= PROBLEM 1 =
Reproduce verbatim the part of the text on the blue dinner starting at "Dimitri Mallet|Artist/Vice President" and ending at "is completely silent.".
= PROBLEM 2 =
Name every person the text on the blue dinner mentions by name.
= PROBLEM 3 =
Write a continuation of the text on the blue dinner that picks up after its final sentence.

= EXTRACT =

● ● ● ● ● ● ●

The blue dinner - EU・ジャパンフェスト日本委員会

The blue dinner

Dimitri Mallet|Artist/Vice President of asbl Coopra

“The Blue Hour” is a multidisciplinary project including architecture, installation and events all inspired by this particular moment of time when in the morning the sky is full of an electric blue and nature is completely silent.
“The Blue Hour” project takes part as Esch22 European capital of culture.

We both together organized events which ranged from concerts, talks with biologists, linguists, historians of art and architecture. Each event was linked to one of the aspects of the blue hour: silence, ecology, color…

With the support of EU Japan Fest we organized in June an encounter between the farmer Hélène Reglain and the Japanese poet Ryoko Sekiguchi. The two parts of the event – a talk and a dinner –

The talk interrogated : How contemporary world can be eaten better? How we can produce better What is it to eat something like a color ? How to reconsider the living ? What’s the taste of timing? After the talk, we experienced during the dinner the « blue » in our body and in our spirit by eating it.

● ● ● ● ● ● ●

= DATA FOR REVIEW =
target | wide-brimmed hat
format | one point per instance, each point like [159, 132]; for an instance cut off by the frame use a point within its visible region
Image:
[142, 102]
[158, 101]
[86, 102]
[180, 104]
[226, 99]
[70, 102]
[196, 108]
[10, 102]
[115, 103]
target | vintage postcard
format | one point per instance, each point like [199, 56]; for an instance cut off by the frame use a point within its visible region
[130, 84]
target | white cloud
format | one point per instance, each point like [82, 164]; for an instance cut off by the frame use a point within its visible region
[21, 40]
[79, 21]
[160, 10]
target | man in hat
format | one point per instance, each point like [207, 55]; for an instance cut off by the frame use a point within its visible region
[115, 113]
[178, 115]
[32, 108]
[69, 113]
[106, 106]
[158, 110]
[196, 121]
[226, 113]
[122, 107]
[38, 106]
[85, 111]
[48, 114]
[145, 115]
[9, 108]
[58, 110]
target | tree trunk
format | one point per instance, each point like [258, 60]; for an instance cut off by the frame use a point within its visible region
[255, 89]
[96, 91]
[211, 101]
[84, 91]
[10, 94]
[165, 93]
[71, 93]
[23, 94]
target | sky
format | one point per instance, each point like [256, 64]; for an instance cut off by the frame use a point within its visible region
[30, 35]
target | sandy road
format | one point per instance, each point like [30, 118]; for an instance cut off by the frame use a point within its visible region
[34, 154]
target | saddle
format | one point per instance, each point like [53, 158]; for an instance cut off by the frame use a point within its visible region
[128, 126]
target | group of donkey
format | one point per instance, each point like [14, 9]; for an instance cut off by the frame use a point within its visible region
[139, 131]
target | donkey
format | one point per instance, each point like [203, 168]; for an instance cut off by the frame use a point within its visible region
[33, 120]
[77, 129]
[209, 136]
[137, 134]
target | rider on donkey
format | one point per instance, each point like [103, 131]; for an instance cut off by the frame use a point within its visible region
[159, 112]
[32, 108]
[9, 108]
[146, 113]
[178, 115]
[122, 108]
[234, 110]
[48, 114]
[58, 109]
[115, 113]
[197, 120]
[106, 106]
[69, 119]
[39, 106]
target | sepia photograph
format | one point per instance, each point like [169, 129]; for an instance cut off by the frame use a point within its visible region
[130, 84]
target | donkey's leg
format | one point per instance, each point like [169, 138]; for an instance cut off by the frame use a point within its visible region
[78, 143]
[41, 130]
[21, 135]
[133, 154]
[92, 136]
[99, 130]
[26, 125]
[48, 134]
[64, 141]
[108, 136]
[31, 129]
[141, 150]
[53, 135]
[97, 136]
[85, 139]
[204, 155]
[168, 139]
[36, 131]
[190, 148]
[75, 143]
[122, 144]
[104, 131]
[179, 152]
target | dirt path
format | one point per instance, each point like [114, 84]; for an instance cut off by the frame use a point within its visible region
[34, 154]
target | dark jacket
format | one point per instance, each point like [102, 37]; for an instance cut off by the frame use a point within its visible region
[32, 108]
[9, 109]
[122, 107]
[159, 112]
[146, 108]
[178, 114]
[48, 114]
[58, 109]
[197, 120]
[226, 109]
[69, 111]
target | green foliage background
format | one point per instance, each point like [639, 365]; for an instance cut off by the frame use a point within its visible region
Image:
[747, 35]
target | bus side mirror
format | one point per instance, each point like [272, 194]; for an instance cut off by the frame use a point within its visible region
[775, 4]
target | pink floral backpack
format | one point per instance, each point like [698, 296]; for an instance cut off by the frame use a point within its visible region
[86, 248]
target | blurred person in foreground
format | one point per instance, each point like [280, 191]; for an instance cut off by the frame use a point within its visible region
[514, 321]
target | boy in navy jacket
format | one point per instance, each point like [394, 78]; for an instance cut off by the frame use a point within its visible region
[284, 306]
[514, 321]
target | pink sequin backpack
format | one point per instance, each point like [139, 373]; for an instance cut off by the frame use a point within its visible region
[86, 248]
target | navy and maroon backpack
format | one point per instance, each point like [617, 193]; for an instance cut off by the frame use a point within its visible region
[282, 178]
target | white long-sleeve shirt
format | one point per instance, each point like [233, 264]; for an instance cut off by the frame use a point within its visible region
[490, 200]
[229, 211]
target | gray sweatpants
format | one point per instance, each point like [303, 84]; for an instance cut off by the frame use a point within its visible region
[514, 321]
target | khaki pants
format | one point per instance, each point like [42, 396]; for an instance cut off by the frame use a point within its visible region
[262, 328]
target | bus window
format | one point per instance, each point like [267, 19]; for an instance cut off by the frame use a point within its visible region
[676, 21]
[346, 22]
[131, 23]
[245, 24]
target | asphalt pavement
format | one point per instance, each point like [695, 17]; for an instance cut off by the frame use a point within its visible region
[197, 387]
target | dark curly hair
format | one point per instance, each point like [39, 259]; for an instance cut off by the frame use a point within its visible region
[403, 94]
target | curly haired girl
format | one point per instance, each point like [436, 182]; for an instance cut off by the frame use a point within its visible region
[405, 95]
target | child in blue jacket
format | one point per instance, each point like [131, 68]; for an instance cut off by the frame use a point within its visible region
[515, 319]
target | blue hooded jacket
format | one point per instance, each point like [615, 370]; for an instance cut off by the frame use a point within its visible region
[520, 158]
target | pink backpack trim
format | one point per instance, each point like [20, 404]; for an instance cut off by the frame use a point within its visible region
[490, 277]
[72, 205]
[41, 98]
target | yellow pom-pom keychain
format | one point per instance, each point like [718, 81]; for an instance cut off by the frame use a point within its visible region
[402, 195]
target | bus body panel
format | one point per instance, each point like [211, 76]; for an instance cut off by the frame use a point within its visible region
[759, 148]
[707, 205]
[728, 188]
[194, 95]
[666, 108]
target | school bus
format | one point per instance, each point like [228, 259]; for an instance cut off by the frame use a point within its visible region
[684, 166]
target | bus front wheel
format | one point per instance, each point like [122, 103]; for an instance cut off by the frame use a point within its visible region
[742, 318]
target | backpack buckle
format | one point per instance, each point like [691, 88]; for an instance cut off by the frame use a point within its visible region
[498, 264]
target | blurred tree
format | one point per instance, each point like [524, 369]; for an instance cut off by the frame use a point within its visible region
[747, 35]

● ● ● ● ● ● ●

= EXERCISE ANSWER 1 =
Dimitri Mallet|Artist/Vice President of asbl Coopra

“The Blue Hour” is a multidisciplinary project including architecture, installation and events all inspired by this particular moment of time when in the morning the sky is full of an electric blue and nature is completely silent.

= EXERCISE ANSWER 2 =
Dimitri Mallet, Hélène Reglain, Ryoko Sekiguchi

= EXERCISE ANSWER 3 =
Ryoko Sekiguchi’s speech ©Jacqueline Trichard
Dishes for the dinner. Vegetables from Hélène Reglain’s farm (La Ferme d’Artaud). ©Jacqueline Trichard


Two books influenced me to imagine this event: The first one is “Nagori” by Ryoko Sekiguchi. A poem on the melancholia of the end of the season. The second one is “The One straw revolution” by Masanobu Fukuoka in which the author explains his philosophy of the Natural Farming and considers the knowledge of contemporary society, contemporary humans in the farmer industry. These two readings allowed me to understand what’s to be a human in an ecosystem which destroys it but how it can be possible to have a virtuous escape, or at least full of hope.

The event in these two parts help us to understand that one of the ways is the sharing, the communication with words but also with time, with gaze, with other being lives than humans.This involves questioning what surrounds us, paying attention to it, listening to it, since we are what surrounds us: “The meteorological phenomena infiltrate us, not punctually, but all the time. We are in constant dance and transformation, together with the air that surrounds us, with the sky that illuminates us. We let others invite themselves into our bodies. If we like to put in our mouths those, which are freshly picked, it is so that our body finds itself closer to the sky of the day. The beings, who have breathed the air of the day before, who have felt the blue hour, enter us. The community of glows, of the blue hour. They will thus inhabit our bodies, dressed in the color of the sky we have just contemplated.” (1)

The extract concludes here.